The greatest works of art — and Francis Ford Coppola’s 1972 masterpiece, The Godfather, is absolutely one of them — carry down through subsequent generations a kind of inevitability. They contain such perfection that it feels difficult to imagine that they even went through the rigors of being made. I think about this sometimes when I hear, say, “In My Life,” by The Beatles. To me, it’s such a shimmering piece of perfection that it feels nearly untouchable. There’s no lingering messiness to it. It holds its own all the way out into the unimagined future. The Godfather feels like this to me.
Of course, this kind of perfection is one of the happiest illusions art gives us. In reality, The Godfather was anything but inevitable. The tale has been told so often as to feel apocryphal: How Paramount was in the middle of a run of big-budget flops and was wary of suffering another; how an enormous list of great directors turned the project down; how Coppola spent most of the production believing he might be fired at any moment.

### [DATASET ROWS]
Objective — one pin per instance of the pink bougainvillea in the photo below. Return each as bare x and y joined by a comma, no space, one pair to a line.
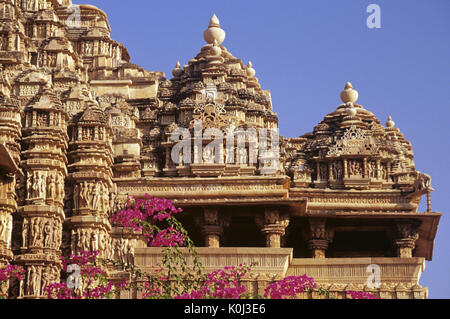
220,284
289,287
361,295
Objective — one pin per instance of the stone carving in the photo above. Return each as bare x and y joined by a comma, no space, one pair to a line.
82,151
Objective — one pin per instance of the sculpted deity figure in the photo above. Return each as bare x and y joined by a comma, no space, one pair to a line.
88,48
48,234
59,187
86,240
384,172
41,185
35,232
35,185
45,279
105,199
25,233
2,228
207,155
29,186
41,233
94,240
31,280
112,201
84,195
242,155
37,282
76,196
124,249
118,249
74,241
96,194
130,253
51,187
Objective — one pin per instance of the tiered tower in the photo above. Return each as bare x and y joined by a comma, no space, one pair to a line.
44,163
81,129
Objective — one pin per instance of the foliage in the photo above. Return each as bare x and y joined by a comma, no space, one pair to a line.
176,277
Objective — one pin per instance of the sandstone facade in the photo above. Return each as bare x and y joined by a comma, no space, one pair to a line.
81,128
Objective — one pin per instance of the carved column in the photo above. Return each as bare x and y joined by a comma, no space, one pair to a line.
319,237
407,234
89,228
273,226
44,162
212,226
10,133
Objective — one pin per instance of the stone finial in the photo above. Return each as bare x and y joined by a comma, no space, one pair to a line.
215,49
390,123
214,31
349,94
351,110
250,70
177,71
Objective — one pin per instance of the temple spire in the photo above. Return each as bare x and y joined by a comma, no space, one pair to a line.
349,94
214,31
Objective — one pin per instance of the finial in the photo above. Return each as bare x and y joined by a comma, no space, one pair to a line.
215,49
351,111
177,72
390,123
214,31
214,21
250,70
349,94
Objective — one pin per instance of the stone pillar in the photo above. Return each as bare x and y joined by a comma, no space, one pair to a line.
407,235
319,237
212,226
94,193
273,226
345,175
10,132
379,169
44,196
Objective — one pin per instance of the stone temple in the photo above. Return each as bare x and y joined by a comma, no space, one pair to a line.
81,129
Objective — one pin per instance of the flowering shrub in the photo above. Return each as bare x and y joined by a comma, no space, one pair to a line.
361,295
173,278
220,284
289,287
89,282
10,272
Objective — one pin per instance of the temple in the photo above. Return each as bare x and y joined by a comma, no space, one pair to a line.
81,129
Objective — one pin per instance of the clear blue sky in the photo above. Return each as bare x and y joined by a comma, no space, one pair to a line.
305,52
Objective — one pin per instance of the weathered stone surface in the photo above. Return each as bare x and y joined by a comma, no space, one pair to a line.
81,128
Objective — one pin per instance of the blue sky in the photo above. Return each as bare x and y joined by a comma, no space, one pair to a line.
305,52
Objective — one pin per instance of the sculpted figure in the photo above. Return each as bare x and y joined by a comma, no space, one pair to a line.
73,241
130,253
123,248
25,233
35,233
51,186
35,185
48,232
30,280
37,282
59,187
94,240
21,284
29,186
242,154
8,232
96,195
2,228
76,197
84,197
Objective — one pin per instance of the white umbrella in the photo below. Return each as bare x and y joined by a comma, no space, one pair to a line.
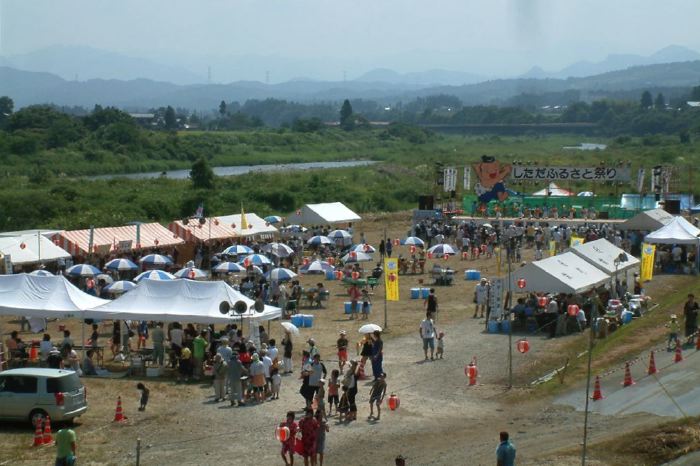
370,328
290,327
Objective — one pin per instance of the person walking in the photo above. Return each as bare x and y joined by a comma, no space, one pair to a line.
505,453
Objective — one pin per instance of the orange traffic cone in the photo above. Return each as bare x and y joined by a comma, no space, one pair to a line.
38,438
119,415
679,353
652,364
597,393
48,438
628,376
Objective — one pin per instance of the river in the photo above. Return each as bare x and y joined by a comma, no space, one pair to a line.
238,170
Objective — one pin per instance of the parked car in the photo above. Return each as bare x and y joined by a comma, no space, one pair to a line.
31,393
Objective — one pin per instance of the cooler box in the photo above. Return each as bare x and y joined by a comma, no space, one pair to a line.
473,275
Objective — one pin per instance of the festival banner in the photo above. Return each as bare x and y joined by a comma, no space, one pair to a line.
391,278
648,251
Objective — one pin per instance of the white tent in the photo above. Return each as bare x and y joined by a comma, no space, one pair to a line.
31,249
563,273
36,296
182,301
602,254
553,190
677,231
323,214
649,220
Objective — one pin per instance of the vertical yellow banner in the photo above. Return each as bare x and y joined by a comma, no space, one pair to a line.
391,278
648,251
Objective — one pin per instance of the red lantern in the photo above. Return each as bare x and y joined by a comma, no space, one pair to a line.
572,310
523,346
282,433
394,402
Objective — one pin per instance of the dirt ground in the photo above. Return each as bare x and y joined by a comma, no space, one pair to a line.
441,419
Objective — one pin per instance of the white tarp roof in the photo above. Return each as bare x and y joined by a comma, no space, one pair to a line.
563,273
180,300
321,214
33,296
648,220
678,231
37,248
602,254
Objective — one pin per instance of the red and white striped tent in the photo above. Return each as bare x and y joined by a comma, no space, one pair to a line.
152,235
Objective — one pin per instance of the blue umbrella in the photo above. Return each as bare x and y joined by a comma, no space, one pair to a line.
155,260
121,286
121,265
236,250
273,219
154,275
226,267
255,259
413,241
82,270
280,275
316,266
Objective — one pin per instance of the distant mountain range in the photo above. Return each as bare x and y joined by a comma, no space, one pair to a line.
28,88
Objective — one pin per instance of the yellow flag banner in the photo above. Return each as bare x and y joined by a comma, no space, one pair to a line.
648,251
575,241
391,278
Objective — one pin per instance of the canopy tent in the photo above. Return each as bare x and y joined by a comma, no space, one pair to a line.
35,296
31,249
648,220
677,231
104,240
553,190
323,214
563,273
181,301
256,225
602,254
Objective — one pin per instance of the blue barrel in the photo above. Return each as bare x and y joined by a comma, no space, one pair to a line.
308,320
298,320
473,275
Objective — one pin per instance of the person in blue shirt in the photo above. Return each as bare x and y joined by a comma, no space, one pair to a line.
505,453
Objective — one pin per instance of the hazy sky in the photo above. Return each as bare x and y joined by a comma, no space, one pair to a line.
357,35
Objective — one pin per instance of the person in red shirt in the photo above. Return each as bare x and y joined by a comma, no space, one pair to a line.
288,446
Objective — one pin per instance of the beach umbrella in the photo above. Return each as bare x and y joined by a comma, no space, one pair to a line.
290,327
353,256
255,259
121,265
278,249
441,250
273,219
155,260
316,266
413,241
192,273
280,274
154,275
318,240
121,286
226,267
237,249
370,328
82,270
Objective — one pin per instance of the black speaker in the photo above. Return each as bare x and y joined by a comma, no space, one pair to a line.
425,202
672,206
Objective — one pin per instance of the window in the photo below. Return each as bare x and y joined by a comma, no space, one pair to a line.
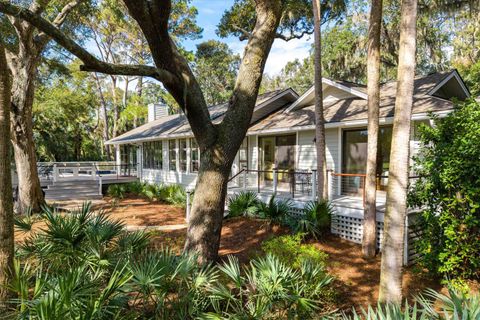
182,145
243,154
152,155
194,156
172,155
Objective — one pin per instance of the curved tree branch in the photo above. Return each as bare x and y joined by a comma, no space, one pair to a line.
91,63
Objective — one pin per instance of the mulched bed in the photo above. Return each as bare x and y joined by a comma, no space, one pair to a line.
142,212
357,279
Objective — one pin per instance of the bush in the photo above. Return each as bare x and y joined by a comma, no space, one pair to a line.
268,289
117,191
315,220
290,250
276,211
432,305
86,266
244,203
171,194
448,194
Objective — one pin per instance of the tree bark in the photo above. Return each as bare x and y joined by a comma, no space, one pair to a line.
319,116
369,245
23,90
206,217
218,142
396,206
6,194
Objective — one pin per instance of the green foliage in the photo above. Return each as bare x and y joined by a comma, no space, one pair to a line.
267,289
117,191
315,220
297,17
85,266
82,237
244,203
216,70
432,305
290,250
448,193
276,211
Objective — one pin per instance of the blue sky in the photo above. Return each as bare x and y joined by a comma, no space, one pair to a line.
209,14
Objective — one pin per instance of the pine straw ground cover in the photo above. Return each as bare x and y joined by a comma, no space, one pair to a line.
356,278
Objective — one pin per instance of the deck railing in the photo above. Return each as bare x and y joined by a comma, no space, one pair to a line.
353,184
56,171
295,183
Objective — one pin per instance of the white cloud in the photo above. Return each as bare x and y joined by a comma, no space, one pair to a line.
282,52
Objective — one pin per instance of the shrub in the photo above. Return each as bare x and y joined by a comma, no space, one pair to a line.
268,289
85,266
448,194
276,211
176,195
315,220
432,305
290,250
244,203
117,191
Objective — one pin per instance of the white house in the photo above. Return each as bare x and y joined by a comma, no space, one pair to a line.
278,153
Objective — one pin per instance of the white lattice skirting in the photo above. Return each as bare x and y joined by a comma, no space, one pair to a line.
351,229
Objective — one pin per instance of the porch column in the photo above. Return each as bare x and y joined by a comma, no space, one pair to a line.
330,184
314,185
275,180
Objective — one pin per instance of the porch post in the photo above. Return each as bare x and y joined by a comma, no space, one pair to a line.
275,181
330,184
55,173
314,185
405,242
244,179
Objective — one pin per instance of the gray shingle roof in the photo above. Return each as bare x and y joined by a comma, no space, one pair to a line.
177,124
356,108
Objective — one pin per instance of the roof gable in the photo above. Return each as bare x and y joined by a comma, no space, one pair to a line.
332,92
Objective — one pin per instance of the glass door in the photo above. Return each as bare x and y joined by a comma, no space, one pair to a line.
285,158
267,153
354,158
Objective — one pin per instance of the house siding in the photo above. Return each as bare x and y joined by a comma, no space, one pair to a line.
307,153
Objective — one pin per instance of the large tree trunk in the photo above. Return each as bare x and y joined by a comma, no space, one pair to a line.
218,142
319,117
23,90
6,195
373,88
396,206
205,221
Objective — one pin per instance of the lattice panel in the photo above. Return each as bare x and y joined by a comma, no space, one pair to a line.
348,228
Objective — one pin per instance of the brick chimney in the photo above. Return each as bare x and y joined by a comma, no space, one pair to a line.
156,111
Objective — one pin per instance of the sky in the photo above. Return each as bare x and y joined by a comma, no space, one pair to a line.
209,14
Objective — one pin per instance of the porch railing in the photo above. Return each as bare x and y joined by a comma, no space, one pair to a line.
353,184
293,183
57,171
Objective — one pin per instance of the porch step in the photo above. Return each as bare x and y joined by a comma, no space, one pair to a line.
72,190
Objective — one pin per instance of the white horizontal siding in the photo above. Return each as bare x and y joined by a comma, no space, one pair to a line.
187,180
307,157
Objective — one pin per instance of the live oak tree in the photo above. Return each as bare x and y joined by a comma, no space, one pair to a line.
218,142
118,39
318,92
24,54
369,241
396,203
215,66
6,205
300,18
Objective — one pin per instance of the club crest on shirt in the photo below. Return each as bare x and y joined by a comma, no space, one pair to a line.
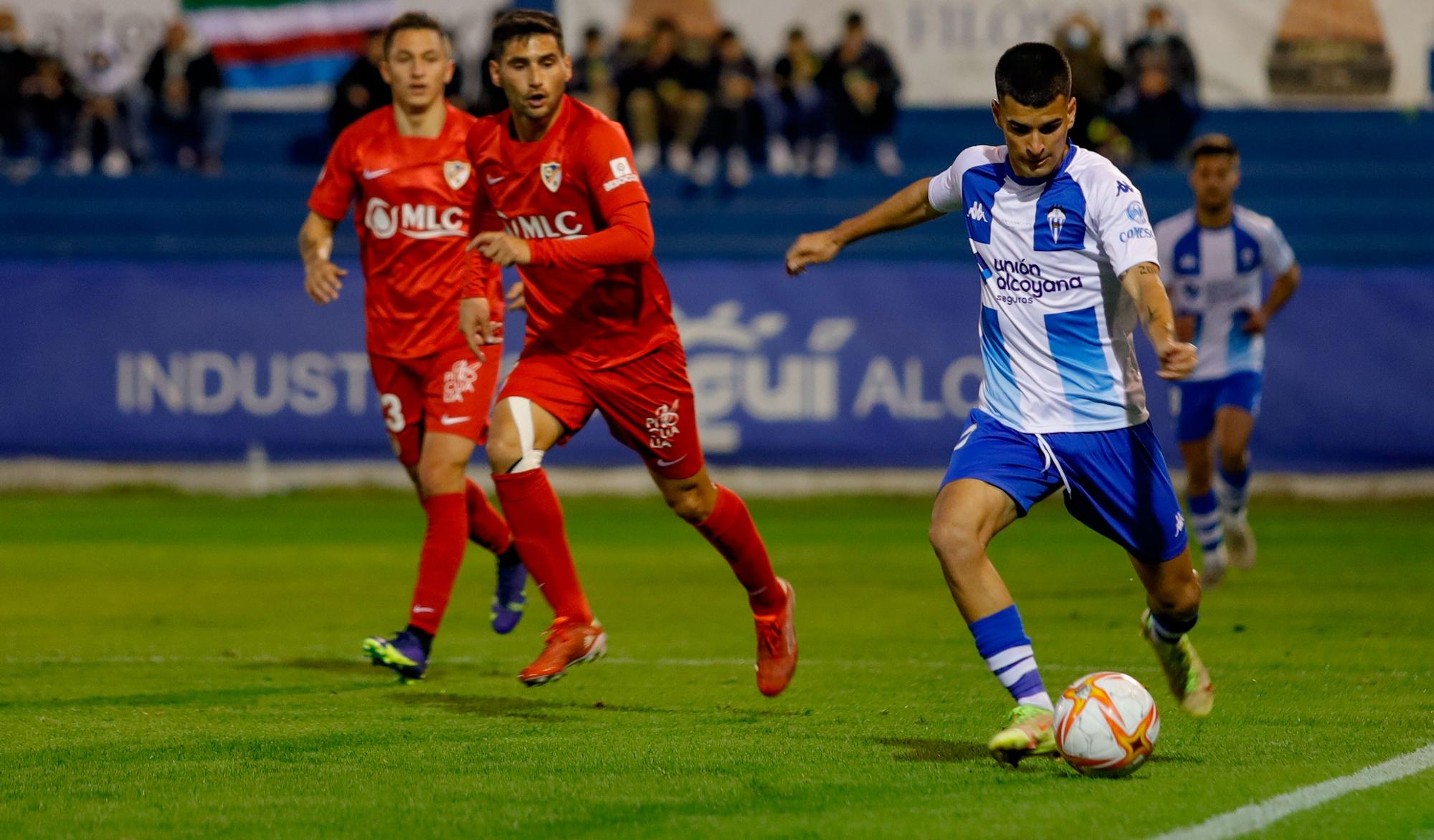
457,173
551,176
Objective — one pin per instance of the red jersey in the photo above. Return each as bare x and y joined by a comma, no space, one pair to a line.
566,187
415,197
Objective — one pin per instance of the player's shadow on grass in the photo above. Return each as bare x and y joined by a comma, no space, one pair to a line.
936,750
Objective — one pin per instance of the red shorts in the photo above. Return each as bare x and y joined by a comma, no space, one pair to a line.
647,404
450,392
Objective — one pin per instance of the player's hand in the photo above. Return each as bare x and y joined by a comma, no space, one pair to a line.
475,320
322,282
812,250
503,249
1257,322
516,297
1178,361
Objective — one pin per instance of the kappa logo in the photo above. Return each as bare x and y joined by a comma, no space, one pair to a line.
662,426
1056,220
622,174
460,381
551,176
457,173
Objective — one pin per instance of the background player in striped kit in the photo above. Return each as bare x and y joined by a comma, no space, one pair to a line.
1217,256
1068,267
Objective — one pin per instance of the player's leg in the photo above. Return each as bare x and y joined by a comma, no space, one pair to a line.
1119,487
541,405
996,475
1195,421
723,520
458,398
1234,425
401,398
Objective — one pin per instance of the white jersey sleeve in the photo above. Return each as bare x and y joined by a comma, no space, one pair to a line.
944,191
1121,220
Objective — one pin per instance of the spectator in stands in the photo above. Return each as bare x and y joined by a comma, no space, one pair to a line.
861,85
662,101
16,71
797,107
103,82
1164,49
593,77
52,107
1095,81
183,91
362,87
735,124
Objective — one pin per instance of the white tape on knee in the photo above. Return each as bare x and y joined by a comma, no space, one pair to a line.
523,409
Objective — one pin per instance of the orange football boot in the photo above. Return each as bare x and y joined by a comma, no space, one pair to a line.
777,647
569,644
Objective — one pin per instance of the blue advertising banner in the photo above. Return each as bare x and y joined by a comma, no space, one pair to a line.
861,365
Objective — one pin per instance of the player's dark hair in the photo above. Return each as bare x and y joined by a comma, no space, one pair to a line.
524,24
1033,74
415,21
1211,145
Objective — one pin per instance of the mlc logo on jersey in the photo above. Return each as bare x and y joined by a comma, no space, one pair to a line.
551,176
422,221
457,173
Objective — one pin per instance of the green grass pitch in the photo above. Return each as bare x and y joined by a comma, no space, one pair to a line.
190,667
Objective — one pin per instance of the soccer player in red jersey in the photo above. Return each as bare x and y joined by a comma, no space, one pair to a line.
409,171
560,199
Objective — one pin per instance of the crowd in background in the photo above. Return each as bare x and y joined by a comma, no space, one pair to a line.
74,114
692,97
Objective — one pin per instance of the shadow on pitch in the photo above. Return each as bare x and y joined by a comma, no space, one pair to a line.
936,750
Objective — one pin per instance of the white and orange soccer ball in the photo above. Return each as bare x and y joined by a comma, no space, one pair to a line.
1106,725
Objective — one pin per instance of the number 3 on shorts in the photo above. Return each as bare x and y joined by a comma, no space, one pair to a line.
392,412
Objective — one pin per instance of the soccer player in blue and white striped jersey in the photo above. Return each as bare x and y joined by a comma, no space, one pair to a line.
1217,257
1068,267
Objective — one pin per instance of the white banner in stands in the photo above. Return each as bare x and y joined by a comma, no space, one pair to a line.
947,49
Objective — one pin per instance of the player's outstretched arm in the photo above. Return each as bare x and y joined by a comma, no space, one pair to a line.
1280,295
907,209
316,244
1142,283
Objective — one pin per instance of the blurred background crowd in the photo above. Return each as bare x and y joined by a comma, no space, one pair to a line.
692,97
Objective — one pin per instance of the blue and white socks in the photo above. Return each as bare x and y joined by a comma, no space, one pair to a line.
1007,650
1205,517
1235,494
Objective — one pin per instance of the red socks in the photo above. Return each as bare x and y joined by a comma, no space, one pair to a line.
537,522
485,524
442,555
735,535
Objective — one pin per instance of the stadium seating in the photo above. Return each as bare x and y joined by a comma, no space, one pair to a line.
1313,171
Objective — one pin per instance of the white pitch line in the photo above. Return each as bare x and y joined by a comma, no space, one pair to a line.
1257,816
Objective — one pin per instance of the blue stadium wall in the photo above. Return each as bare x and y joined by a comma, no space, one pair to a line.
163,319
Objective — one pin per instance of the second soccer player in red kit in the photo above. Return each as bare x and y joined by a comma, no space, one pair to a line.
409,171
559,197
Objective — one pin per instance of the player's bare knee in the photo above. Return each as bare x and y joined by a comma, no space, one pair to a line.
689,504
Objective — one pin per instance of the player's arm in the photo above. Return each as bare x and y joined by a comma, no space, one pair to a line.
316,246
907,209
1280,295
1142,283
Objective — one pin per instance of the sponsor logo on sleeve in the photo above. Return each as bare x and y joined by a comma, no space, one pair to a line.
622,174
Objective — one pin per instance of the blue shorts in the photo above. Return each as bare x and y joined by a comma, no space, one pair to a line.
1119,485
1197,404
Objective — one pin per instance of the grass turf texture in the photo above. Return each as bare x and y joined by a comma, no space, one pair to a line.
190,666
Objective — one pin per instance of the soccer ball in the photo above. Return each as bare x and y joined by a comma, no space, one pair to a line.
1106,725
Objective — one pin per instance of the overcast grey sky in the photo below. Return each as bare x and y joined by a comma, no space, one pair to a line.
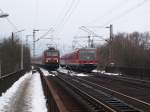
125,15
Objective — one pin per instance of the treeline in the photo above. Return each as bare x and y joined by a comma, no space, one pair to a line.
127,49
10,55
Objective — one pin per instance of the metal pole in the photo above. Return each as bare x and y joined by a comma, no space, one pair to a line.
0,69
33,43
21,53
110,43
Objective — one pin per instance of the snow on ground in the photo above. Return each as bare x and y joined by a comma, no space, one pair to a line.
105,73
45,72
25,95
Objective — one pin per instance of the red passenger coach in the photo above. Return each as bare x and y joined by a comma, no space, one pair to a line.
51,58
84,59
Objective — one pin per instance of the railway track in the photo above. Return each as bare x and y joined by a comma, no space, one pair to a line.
85,94
95,98
139,82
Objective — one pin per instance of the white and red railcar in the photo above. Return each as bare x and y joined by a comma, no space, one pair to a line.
84,59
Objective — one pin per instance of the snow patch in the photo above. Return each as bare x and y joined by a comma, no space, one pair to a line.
25,95
46,73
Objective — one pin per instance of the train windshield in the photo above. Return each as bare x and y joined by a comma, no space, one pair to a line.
52,53
88,55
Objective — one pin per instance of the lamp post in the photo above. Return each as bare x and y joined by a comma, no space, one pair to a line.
2,15
110,42
21,61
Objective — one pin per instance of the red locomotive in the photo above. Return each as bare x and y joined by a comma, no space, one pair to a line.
84,59
50,58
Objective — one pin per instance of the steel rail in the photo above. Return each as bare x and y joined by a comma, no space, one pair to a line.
106,108
118,93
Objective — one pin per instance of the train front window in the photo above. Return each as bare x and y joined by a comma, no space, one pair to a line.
88,55
52,53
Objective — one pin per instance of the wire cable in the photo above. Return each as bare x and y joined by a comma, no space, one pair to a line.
69,15
110,11
9,21
126,12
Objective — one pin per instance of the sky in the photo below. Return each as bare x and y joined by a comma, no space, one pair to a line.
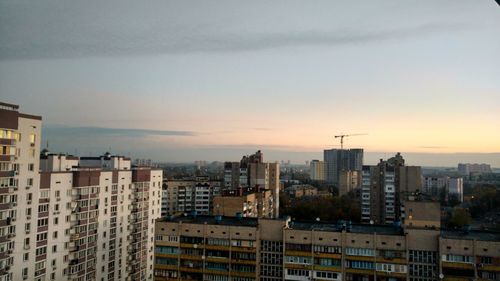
192,80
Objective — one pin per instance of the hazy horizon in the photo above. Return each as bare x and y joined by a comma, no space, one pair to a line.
209,80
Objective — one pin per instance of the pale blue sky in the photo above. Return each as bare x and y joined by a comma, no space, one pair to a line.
235,76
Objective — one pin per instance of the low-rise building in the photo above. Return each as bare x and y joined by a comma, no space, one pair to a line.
247,203
301,190
247,249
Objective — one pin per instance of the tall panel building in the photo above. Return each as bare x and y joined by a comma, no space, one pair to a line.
249,249
71,218
317,170
19,194
187,195
252,174
385,187
340,160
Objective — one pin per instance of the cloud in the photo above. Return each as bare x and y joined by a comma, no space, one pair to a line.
58,30
114,132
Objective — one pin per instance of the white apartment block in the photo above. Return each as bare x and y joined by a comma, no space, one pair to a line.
188,195
456,188
89,218
19,195
432,185
317,170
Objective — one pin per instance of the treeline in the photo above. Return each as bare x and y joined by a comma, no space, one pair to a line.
325,208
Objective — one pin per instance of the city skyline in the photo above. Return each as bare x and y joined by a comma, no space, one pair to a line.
177,83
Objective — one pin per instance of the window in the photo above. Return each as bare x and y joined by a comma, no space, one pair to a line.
41,251
32,139
44,194
41,237
43,222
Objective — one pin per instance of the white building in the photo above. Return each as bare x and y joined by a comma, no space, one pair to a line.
317,170
184,196
468,169
432,185
19,195
456,188
89,218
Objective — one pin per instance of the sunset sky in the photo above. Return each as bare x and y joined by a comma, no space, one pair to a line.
187,80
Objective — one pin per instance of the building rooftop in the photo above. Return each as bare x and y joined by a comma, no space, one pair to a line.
481,235
221,220
354,228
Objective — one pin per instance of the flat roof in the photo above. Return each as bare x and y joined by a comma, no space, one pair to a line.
481,235
355,228
202,219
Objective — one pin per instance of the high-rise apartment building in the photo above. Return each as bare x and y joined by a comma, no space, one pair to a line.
342,159
71,218
432,185
456,188
253,174
317,170
385,187
188,195
349,181
246,203
468,169
19,194
249,249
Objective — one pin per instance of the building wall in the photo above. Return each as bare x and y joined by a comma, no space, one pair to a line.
312,251
456,188
19,193
337,160
318,170
348,181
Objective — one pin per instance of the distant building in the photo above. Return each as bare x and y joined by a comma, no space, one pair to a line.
341,159
244,249
349,181
456,188
252,172
184,196
432,185
468,169
143,162
303,190
317,170
422,214
385,187
247,203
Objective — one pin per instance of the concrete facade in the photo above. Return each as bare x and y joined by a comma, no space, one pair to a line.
243,249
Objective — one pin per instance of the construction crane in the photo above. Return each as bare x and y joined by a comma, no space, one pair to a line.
343,136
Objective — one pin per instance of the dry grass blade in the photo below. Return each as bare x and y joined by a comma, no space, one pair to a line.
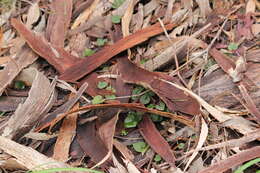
203,136
233,161
27,156
24,58
244,128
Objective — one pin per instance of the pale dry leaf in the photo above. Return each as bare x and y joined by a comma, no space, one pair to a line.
31,111
85,15
256,29
27,75
204,7
131,168
119,168
26,156
40,136
21,60
126,19
245,128
202,138
107,132
250,6
33,15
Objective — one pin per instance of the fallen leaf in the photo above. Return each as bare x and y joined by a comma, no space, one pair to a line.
153,137
203,136
24,58
32,110
233,161
59,21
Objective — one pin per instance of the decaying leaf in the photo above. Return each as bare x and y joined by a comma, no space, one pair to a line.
32,110
176,100
23,58
155,140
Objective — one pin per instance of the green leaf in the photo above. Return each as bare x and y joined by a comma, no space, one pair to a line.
160,106
116,19
117,3
110,97
143,61
137,90
151,106
88,52
233,46
19,85
98,99
156,118
145,99
140,147
102,84
157,158
101,41
132,120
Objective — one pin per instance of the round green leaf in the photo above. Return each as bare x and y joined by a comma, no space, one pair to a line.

### [TASK BRIEF]
Render this sentence from the passage on The Godfather in Spanish: "In reality, The Godfather was anything but inevitable." The items have no connection to the passage on The Godfather.

### [EXERCISE RESULT]
En realidad, El padrino fue cualquier cosa menos inevitable.